▸ **Quoted text**
________________________________________
In this final instalment we’ll look at the third, the survivability agenda. The values associated with this agenda are understanding, agreement, and respect; these say much about the philosophy that underlies Kanban, the humane, start with what you do now approach to change.

Value: Understanding

Collectively, three words do a good job of describing much that is wrong with the attitudes of many organizations and their managers towards change:

  1. Bravado (after Jim Collins) describes a tendency to overreach, initiating change with little understanding or attention to its implementation, putting the integrity of the organization and the well-being of its people at risk.
  2. Complacency was Russell Ackoff’s bugbear; he repeatedly identified management inaction as a major cause of organizational failure.
  3. Tampering was a favorite word of W. Edwards Deming. It describes that compulsion of managers to respond to events and thereby to interfere ineffectively and even unsafely with process.

In other words: too fast, too slow, or too random!

Understanding could be taken as a commitment to avoid the above perils. More positively, it’s the value that underpins Kanban’s start with what you do now principle, a pointer to systems thinking, and a reminder of the need to take change seriously.

Starting (all the time) with what you do now as opposed to some defined target state is what makes Kanban an evolutionary method.  This doesn’t mean however that a big current state analysis is called for ­– in fact we’d recommend against anything that introduces unnecessary delay or generates the kind of products that the organization will struggle to maintain into the future. Instead, we like to start with these two simple perspectives:

  • How what we do now both serves and frustrates the customer
  • How what we do now works and fails to work for those inside the system

It might seem a little negative to start with those frustrations, but when they and their possible root causes are brought to the surface, made visible in kanban systems, and made the subject of feedback loops, change starts to happen.
________________________________________
▸ **Raw records**
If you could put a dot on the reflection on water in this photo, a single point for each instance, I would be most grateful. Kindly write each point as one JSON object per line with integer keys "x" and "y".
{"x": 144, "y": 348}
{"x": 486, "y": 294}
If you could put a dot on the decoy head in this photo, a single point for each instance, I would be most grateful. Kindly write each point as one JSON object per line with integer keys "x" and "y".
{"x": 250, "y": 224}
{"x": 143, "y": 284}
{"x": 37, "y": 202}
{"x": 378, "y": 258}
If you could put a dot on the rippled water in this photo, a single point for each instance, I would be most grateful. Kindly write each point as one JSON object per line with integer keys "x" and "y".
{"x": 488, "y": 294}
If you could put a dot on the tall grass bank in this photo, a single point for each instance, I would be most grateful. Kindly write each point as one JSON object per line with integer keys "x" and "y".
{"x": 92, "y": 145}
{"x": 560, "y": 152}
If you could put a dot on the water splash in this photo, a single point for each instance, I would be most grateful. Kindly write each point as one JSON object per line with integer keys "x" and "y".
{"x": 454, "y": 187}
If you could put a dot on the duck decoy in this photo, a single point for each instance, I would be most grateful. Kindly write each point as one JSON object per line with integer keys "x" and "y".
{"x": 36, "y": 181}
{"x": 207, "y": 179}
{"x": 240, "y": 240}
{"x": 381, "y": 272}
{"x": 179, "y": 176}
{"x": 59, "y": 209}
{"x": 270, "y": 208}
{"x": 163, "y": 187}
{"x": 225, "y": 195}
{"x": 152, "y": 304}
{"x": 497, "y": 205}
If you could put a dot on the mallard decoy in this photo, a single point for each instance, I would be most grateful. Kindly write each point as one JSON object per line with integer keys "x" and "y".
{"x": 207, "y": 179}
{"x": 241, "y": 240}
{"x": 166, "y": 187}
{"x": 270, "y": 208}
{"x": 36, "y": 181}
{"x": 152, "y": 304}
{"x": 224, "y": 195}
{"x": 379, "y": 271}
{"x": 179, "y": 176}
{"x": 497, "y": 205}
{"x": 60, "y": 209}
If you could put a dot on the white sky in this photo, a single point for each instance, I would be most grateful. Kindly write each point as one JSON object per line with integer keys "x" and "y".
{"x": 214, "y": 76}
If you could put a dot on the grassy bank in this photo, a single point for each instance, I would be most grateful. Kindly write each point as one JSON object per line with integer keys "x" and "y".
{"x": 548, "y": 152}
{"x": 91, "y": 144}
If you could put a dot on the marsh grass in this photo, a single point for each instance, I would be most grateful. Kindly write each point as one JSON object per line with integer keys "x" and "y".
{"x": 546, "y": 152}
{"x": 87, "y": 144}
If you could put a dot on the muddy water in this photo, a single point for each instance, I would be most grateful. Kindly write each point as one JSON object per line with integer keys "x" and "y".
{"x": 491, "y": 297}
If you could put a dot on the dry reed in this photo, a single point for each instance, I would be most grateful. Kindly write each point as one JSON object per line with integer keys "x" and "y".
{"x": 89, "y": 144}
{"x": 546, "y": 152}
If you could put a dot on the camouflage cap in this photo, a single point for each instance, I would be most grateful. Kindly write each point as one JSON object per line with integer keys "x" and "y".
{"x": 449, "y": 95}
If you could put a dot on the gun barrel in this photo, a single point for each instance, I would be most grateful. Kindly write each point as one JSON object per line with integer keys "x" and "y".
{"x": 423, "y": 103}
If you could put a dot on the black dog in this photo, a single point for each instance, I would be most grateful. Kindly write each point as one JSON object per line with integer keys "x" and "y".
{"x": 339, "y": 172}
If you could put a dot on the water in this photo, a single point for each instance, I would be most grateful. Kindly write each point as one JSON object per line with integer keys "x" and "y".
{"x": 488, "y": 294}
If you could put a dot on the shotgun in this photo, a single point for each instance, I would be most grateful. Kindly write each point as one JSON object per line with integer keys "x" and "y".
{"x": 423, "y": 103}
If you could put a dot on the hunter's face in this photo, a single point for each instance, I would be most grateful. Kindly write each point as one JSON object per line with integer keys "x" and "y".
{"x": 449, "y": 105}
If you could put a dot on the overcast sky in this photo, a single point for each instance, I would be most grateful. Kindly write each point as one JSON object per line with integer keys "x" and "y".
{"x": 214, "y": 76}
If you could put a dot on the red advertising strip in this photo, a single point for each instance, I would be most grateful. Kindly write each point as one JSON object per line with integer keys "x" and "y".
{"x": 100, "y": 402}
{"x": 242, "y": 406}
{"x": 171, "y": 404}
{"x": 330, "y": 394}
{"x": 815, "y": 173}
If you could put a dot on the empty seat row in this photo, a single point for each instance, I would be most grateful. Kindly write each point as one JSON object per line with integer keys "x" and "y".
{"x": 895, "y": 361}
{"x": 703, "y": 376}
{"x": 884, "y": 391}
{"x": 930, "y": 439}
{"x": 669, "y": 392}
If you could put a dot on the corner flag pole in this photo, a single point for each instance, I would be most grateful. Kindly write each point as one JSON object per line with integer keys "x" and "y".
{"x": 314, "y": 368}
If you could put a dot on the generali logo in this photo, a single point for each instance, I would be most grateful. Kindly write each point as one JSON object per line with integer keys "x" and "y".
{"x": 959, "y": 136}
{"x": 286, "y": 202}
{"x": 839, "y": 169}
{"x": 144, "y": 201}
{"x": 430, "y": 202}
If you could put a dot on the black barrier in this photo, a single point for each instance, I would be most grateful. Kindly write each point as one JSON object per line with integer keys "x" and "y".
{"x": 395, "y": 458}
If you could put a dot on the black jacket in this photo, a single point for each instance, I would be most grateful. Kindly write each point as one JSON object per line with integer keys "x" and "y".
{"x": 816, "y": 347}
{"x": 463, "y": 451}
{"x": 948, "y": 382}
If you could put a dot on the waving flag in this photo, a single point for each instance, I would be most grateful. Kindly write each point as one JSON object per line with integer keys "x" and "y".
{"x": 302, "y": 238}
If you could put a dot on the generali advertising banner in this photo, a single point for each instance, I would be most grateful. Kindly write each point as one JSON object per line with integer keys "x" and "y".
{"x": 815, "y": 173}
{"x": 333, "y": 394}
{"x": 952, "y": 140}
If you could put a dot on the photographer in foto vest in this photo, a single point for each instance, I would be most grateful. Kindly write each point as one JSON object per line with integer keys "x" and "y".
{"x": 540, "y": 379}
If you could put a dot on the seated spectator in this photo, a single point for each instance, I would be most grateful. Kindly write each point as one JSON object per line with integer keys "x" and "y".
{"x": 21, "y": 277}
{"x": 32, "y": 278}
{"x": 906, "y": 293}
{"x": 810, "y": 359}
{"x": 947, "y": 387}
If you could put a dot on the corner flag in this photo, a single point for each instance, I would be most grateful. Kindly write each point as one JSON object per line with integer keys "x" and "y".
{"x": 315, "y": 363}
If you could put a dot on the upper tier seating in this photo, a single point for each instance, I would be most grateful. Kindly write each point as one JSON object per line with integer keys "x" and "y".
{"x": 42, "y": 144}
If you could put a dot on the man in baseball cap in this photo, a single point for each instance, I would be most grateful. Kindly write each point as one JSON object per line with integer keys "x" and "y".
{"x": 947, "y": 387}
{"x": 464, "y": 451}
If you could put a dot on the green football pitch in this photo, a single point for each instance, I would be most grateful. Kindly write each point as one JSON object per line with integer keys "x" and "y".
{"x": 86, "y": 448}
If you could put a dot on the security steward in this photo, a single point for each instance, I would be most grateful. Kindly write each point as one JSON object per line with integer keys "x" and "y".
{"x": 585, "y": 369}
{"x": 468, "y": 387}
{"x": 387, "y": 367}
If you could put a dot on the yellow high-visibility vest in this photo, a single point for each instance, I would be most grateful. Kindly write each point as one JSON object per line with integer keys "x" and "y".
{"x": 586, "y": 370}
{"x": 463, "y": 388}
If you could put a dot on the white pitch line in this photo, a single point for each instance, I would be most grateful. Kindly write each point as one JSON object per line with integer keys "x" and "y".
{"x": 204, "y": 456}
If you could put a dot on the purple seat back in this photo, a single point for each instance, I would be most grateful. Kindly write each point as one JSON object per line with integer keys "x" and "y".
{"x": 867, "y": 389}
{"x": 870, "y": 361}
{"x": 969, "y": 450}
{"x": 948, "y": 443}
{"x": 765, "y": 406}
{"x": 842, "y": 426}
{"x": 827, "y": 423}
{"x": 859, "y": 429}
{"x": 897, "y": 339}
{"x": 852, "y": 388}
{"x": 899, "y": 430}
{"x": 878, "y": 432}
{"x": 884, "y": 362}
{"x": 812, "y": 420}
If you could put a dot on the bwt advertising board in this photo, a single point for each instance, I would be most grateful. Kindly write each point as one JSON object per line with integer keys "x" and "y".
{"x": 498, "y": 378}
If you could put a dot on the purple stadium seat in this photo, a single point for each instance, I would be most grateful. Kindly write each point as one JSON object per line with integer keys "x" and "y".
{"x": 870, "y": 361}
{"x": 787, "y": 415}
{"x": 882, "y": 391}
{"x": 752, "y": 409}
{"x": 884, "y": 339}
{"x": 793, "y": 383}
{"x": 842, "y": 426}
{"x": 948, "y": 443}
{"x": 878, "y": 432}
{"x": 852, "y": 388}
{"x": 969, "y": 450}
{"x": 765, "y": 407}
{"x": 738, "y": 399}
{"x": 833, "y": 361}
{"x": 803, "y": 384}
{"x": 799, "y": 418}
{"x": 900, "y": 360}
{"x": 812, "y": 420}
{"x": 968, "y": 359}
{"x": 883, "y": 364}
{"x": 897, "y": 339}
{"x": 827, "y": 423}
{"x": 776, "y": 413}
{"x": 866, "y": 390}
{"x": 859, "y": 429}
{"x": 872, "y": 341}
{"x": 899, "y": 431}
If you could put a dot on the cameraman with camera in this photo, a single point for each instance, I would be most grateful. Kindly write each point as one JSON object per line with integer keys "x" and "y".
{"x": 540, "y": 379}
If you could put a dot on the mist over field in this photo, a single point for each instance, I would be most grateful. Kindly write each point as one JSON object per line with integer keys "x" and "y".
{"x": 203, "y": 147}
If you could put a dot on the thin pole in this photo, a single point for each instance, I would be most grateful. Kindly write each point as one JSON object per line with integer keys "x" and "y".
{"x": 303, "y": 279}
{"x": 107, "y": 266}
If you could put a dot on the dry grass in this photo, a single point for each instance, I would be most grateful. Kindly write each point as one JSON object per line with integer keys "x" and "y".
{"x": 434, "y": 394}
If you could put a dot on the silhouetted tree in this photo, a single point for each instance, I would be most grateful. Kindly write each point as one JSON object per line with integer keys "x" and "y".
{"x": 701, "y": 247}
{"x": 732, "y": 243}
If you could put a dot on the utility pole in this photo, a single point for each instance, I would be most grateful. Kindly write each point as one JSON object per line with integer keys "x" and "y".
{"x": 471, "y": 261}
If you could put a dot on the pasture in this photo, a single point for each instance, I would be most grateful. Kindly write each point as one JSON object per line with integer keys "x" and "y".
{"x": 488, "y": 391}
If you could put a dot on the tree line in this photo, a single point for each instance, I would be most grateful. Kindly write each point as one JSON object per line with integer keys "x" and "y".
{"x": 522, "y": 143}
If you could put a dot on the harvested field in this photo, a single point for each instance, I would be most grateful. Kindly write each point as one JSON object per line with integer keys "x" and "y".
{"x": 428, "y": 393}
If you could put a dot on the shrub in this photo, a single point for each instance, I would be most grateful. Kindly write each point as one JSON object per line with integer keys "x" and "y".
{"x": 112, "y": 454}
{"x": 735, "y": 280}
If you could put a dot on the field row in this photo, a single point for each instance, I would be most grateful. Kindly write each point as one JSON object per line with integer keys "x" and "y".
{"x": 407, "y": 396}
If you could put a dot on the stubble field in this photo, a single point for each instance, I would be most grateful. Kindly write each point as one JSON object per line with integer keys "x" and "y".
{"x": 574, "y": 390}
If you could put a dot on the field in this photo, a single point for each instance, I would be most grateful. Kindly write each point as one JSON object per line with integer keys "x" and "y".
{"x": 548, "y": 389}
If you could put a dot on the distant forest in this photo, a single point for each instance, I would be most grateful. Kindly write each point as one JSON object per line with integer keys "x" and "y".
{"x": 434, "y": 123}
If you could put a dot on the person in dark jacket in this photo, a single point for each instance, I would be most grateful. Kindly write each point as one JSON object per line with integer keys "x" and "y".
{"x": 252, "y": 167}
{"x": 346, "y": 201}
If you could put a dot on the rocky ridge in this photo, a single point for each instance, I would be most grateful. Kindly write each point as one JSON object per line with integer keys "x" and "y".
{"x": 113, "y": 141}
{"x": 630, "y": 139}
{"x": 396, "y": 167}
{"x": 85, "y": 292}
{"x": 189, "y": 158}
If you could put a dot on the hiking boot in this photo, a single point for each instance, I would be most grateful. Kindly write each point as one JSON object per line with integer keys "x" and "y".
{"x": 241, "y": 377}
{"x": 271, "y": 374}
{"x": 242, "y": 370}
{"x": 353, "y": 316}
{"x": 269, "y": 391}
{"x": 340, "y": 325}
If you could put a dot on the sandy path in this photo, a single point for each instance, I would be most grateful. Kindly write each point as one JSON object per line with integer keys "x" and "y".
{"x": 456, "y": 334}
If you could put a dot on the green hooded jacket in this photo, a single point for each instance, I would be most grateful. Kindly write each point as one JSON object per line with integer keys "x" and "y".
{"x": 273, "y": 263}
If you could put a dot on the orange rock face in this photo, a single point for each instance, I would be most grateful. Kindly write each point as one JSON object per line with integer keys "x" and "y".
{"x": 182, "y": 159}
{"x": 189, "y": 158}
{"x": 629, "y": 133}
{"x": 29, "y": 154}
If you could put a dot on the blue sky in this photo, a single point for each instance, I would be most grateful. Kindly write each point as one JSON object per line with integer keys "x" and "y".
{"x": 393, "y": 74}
________________________________________
▸ **Things to do**
**a)** In the Kanban article, whose favorite word was "tampering"?
**b)** Continue the Kanban article from its last sentence.

▸ **Results for each task**
**a)** W. Edwards Deming

**b)**
With each change – even the unsuccessful ones – learning takes place and understanding deepens. This in turn generates more opportunities for change and increases the likelihood that it will be implemented safely.

This organic approach works very well at team scale but at larger scales it may be necessary to take a more deliberate approach, especially where the organization’s ability to change is recognized as a constraint.

Value: Agreement

Agreement represents another explicit commitment, the collective commitment to pursue evolutionary change. This is the deliberate and parallel pursuit of adaptability and fitness, the organization’s ability to survive and thrive in its competitive environment.

If this agreement is to endure beyond the four walls of the kick-off meeting, a number of things are required:

  • Some idea of what “better” looks like – not a solution, but some objectives by which fitness can be measured (avoiding the problem of “random” change).
  • The commitment to keep bringing together the right people at the right place and right time to solve problems and to innovate, a process that must somehow be institutionalised if it is to be sustained.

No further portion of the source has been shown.